### What you will do
Print, please, the line that contains "Tag the woman" and each line after it to the end of the entries, unchanged and with nothing else.

------------------------

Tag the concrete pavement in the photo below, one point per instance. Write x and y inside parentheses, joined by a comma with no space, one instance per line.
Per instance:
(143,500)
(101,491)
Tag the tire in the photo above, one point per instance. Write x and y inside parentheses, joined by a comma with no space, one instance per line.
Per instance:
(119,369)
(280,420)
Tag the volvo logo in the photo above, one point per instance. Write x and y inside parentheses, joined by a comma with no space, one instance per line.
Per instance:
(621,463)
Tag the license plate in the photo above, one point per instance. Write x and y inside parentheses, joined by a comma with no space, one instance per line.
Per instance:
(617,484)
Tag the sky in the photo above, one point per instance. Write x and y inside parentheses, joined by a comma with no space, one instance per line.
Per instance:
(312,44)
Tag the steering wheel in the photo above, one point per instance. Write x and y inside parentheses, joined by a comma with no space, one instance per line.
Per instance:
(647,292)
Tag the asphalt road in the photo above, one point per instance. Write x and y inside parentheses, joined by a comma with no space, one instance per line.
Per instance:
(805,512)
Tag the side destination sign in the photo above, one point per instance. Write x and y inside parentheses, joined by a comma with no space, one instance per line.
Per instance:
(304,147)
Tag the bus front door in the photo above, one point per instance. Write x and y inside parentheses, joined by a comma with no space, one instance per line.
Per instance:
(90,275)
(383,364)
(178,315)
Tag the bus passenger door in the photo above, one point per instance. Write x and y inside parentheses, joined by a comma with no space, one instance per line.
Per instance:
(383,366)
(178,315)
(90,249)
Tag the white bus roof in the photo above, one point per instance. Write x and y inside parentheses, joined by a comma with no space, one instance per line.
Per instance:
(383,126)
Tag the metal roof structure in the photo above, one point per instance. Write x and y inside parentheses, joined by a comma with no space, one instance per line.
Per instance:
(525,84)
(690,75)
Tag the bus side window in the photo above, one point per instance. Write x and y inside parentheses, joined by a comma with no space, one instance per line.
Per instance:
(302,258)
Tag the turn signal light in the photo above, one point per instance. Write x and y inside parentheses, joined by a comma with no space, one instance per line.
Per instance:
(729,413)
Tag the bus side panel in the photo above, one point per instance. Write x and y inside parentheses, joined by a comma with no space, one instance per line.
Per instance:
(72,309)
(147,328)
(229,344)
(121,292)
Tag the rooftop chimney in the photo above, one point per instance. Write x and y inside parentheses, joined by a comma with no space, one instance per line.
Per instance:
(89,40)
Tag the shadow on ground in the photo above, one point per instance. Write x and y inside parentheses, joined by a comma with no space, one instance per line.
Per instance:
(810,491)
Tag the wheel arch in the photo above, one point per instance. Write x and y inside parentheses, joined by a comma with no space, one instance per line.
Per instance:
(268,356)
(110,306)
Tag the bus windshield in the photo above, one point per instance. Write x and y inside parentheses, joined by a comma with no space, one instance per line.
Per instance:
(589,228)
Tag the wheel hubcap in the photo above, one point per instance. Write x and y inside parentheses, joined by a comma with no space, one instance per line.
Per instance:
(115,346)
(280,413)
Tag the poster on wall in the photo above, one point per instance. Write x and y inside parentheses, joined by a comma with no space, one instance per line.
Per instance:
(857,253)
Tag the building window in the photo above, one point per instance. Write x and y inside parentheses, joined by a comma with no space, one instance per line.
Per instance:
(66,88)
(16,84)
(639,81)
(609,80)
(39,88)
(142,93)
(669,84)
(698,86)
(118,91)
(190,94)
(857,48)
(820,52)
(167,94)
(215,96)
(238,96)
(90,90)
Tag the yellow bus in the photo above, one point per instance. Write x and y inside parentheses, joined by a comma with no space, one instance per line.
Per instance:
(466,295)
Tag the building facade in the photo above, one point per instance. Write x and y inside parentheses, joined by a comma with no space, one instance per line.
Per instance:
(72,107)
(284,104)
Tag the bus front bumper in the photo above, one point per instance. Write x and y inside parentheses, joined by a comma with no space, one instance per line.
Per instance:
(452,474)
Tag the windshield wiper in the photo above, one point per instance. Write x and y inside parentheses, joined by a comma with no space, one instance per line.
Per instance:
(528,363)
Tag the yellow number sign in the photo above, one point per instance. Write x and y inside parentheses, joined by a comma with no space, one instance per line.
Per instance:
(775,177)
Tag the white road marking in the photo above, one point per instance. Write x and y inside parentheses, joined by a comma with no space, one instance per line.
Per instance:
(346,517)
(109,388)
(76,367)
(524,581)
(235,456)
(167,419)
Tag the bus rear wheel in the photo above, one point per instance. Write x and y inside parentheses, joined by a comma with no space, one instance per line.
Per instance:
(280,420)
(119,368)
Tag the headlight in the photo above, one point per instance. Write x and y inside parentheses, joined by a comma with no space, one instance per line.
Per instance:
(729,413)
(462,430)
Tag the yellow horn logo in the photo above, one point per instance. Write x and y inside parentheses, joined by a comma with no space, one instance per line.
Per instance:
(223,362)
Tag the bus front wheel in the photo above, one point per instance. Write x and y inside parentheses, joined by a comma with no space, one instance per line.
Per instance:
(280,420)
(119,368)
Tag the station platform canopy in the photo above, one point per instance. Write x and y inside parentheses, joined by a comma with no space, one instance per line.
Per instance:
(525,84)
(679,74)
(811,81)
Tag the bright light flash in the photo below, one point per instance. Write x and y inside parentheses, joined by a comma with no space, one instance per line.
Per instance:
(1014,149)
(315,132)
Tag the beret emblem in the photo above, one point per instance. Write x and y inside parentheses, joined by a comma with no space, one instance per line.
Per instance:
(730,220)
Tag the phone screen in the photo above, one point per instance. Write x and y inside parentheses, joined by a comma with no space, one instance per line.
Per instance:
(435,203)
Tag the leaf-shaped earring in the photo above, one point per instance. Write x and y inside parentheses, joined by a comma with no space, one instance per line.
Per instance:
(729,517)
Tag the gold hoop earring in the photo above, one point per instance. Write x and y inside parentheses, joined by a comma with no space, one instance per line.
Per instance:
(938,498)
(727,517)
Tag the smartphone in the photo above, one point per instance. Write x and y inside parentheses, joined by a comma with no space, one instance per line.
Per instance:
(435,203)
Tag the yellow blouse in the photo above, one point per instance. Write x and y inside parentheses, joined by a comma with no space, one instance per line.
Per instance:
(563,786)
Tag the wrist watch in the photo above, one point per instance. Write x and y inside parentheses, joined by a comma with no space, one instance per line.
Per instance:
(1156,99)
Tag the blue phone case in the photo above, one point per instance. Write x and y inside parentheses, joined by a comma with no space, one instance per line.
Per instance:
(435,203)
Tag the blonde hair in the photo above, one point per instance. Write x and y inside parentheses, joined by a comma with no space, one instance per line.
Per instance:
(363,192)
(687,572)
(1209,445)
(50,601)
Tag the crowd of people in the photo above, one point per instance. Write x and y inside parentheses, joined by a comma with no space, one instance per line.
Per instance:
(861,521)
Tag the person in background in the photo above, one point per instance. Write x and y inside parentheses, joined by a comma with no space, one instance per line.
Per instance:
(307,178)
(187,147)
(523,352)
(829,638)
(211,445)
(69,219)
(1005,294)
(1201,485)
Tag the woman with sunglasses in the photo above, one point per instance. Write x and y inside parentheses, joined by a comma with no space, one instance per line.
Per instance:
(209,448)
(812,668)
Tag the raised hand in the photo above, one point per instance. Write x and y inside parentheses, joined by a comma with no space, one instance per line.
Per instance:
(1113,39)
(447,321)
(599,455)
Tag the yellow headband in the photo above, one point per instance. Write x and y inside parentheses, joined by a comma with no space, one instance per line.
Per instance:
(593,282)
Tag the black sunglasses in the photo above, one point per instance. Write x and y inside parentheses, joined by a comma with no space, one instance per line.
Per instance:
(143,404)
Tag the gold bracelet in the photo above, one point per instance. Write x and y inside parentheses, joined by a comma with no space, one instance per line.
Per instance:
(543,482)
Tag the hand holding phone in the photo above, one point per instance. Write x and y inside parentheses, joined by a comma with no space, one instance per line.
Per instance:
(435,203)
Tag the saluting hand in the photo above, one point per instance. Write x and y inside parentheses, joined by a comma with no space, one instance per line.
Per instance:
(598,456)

------------------------

### Full output
Tag the woman with sunglasses in the photo above, one point per instance. Write x and y inside parentheses, joined by a comma with no space, one instance per line.
Per instance:
(209,448)
(812,668)
Tag the raised hand in the photo above, one point per instance. Write x and y inside parentheses, joined by a comma with no space, one instance per line.
Per instance:
(1113,39)
(447,321)
(599,455)
Tag the yellow headband in the photo above, one point per instance. Write x and y inside parentheses, joined by a comma with no space, one instance per line.
Per instance:
(593,282)
Tag the black sunglasses in the photo above, one point per instance. Write x and y inside parentheses, joined by a comma with no space, one instance per line.
Per instance:
(143,404)
Tag the gold bracelet in the photo above, one point per instance. Write x and y inside parentheses, joined by a comma with no space, one instance per line.
Per instance:
(543,482)
Tag the hand holding phone in the photo above, one point per instance. Write x and y inside parentheses, joined by a comma with no space, one instance per line.
Per instance:
(435,203)
Tag the saluting hand in the photo above, one point per instance. Write x and y inside parentheses, joined by a comma with no space, one instance per line.
Per instance:
(598,456)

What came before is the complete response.